### EXERCISE
Write out exactly what each line says, starting with the first line below and ending on the one with "If you could mark the boy".
EXERCISE MATERIAL START
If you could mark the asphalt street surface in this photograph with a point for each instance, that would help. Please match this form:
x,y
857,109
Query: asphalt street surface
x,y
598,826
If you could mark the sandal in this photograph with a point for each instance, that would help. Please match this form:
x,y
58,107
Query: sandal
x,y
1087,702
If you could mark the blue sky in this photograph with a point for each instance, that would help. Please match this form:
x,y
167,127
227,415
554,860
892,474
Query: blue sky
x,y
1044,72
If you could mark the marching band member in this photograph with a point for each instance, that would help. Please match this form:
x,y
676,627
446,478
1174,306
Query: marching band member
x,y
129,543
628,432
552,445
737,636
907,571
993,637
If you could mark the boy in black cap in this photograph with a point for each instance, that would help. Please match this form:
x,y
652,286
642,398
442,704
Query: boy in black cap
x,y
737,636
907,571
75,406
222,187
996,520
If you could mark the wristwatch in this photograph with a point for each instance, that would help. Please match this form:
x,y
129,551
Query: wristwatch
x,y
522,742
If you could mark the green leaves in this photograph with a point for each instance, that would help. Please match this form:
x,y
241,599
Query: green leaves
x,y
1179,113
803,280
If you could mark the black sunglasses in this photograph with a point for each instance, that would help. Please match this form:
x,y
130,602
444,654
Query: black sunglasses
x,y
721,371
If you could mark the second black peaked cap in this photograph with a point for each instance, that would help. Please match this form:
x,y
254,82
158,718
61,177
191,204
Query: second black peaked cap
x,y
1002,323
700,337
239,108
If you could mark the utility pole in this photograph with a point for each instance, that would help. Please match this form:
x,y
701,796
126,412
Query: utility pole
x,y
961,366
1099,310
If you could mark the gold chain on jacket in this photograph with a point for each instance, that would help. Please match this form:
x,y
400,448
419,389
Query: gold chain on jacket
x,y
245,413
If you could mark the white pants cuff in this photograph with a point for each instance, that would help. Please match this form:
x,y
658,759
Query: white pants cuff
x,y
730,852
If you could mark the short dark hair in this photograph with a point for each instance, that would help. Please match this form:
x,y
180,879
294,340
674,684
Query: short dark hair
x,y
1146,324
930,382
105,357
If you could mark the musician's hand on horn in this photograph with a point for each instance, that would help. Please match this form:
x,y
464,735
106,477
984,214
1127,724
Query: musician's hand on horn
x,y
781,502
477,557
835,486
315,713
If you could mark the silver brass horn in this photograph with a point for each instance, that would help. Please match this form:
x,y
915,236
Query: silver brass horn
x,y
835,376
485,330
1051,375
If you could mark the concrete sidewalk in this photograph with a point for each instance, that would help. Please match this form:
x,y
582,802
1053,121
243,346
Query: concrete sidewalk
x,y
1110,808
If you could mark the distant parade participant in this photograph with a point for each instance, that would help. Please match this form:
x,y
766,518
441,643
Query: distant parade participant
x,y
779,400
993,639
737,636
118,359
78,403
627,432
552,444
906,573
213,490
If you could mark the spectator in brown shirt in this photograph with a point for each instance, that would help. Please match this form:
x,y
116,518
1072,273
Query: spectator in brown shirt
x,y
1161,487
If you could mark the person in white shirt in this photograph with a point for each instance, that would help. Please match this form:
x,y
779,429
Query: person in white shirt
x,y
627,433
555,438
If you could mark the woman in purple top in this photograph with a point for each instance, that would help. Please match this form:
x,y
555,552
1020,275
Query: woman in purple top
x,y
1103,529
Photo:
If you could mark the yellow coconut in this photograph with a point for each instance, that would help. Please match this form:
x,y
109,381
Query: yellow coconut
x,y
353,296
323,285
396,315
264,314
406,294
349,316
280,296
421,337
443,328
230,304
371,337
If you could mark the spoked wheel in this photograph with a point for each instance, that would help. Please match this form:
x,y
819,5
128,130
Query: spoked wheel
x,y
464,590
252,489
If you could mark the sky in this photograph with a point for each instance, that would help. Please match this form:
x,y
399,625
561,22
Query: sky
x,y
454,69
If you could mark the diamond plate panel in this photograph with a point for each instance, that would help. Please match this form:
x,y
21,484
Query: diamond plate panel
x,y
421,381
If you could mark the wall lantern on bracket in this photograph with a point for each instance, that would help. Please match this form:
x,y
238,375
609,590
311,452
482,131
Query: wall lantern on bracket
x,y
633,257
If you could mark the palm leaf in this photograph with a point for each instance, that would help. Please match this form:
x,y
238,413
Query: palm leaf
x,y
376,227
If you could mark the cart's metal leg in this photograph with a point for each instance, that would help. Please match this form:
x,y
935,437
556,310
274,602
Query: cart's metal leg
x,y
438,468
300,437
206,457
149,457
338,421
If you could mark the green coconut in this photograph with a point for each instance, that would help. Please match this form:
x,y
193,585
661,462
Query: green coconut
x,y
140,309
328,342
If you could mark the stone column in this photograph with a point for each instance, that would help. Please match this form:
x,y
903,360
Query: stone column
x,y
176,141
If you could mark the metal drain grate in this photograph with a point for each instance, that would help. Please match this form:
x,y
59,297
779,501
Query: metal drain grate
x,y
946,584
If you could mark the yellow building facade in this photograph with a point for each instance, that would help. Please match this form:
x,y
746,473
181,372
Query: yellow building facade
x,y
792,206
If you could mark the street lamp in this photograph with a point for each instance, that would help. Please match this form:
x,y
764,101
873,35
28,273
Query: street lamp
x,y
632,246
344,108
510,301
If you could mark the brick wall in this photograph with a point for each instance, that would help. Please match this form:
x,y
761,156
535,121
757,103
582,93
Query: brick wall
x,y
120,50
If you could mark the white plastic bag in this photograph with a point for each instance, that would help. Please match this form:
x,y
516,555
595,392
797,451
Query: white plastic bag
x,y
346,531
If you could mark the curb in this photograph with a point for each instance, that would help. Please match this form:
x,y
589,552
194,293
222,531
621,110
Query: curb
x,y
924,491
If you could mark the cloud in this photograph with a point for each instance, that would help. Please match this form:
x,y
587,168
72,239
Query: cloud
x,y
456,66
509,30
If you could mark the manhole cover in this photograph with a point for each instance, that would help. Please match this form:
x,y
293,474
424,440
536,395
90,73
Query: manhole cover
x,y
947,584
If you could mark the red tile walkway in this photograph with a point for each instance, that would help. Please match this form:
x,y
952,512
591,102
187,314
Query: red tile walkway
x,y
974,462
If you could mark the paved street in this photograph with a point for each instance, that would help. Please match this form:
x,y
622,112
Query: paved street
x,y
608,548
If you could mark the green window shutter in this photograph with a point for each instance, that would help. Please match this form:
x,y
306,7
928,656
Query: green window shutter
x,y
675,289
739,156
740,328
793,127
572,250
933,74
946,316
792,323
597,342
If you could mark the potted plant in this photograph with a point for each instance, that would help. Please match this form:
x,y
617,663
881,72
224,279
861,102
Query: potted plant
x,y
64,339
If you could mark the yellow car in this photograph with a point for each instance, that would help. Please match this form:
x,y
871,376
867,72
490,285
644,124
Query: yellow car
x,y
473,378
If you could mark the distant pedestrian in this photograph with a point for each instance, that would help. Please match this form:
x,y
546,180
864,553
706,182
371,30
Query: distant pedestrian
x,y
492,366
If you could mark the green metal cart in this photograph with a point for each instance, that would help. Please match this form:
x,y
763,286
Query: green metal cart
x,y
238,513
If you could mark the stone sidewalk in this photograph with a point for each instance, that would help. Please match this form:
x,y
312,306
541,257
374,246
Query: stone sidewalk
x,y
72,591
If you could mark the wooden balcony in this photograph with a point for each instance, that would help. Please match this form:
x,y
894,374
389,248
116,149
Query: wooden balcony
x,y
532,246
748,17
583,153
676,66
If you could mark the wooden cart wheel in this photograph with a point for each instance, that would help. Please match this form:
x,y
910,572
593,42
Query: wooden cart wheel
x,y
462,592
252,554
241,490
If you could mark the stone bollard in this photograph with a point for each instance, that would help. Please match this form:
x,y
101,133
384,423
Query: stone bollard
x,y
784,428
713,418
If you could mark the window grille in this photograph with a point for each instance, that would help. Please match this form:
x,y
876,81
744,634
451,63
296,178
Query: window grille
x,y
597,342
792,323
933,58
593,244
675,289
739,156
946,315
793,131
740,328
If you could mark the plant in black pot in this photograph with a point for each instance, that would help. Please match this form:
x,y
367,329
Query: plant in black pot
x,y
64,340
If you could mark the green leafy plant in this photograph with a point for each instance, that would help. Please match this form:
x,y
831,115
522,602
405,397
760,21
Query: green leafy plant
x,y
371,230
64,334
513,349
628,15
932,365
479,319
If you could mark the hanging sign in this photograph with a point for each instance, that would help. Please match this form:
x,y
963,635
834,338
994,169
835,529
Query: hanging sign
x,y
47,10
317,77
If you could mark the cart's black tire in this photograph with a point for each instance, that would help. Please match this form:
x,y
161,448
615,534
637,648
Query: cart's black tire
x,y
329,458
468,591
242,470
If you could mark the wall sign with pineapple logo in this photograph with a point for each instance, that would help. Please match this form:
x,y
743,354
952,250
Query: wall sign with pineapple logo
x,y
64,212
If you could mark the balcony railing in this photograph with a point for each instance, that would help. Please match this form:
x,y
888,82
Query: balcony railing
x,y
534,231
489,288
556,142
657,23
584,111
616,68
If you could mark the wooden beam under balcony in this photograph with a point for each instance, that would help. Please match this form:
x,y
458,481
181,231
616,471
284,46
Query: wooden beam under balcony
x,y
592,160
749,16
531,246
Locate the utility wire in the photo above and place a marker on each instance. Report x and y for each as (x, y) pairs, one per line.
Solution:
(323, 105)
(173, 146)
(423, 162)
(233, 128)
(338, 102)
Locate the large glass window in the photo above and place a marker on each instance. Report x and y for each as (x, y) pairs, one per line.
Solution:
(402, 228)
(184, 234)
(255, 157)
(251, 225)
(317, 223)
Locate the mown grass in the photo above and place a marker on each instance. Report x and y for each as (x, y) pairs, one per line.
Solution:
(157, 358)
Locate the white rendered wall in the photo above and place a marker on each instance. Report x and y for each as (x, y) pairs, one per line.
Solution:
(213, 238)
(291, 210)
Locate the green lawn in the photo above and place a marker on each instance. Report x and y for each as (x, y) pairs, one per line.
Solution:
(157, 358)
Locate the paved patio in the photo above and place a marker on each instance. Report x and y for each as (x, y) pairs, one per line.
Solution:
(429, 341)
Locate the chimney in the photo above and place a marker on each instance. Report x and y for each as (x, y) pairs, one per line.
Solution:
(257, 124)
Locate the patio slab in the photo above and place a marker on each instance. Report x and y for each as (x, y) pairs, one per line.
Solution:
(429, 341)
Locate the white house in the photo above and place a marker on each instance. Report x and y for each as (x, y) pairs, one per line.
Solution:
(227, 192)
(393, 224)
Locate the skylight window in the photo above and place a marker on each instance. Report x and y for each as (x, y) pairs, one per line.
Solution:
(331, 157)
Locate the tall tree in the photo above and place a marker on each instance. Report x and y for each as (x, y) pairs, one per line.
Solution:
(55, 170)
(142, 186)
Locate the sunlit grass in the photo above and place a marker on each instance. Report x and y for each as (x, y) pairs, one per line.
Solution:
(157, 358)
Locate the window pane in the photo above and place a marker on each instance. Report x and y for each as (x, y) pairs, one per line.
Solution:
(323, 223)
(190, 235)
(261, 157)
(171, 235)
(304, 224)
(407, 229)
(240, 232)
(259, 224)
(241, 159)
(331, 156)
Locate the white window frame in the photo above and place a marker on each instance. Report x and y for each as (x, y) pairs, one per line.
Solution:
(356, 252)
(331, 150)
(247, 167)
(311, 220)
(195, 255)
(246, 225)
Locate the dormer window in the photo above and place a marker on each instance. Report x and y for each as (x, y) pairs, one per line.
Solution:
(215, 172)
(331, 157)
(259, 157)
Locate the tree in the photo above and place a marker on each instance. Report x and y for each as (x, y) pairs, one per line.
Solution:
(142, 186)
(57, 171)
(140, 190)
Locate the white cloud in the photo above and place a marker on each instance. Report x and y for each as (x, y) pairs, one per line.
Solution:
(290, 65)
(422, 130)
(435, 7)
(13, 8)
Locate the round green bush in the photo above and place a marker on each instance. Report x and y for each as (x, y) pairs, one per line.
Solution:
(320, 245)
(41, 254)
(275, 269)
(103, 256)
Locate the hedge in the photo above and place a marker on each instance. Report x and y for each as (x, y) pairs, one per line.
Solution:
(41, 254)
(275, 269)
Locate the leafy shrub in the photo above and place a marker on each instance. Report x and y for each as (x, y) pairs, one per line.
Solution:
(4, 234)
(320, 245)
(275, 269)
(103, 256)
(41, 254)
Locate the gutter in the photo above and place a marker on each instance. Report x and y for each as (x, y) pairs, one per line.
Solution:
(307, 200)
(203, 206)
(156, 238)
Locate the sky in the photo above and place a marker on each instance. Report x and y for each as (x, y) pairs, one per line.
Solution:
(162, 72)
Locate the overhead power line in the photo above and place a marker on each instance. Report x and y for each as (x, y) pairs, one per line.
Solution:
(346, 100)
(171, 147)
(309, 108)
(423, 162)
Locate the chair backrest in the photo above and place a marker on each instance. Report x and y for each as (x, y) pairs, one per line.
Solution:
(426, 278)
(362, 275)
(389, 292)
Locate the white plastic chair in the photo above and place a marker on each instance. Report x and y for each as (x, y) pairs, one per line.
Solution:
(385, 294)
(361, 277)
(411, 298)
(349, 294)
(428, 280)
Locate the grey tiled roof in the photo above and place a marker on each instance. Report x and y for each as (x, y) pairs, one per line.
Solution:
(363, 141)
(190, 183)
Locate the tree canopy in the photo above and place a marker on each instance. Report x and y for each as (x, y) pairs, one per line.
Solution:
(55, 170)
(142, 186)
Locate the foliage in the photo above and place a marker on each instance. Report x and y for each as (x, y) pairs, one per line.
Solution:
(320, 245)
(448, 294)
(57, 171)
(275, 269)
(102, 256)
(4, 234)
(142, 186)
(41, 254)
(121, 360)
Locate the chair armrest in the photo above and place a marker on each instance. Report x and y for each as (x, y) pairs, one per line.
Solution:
EXERCISE MATERIAL END
### RESULT FOR THIS EXERCISE
If you could mark the asphalt street surface in this photograph with a point for each instance, that would help. Please match this form:
x,y
857,109
Query: asphalt street surface
x,y
598,826
If you could mark the sandal in this photograph with a point for each instance, that would help. Please match this form:
x,y
58,107
Query: sandal
x,y
1087,702
If you could mark the blue sky in this photograph with a point for each instance, that would help. Please match this form:
x,y
167,127
227,415
554,860
892,474
Query: blue sky
x,y
1044,72
If you could mark the marching band member in this photograph with a point for each instance, that would help. Please match this form:
x,y
676,627
446,478
1174,306
Query: marching band member
x,y
129,543
628,432
552,445
737,636
907,571
993,637
If you could mark the boy in black cap in this photograph with a point for each instance, that would help. Please match this form:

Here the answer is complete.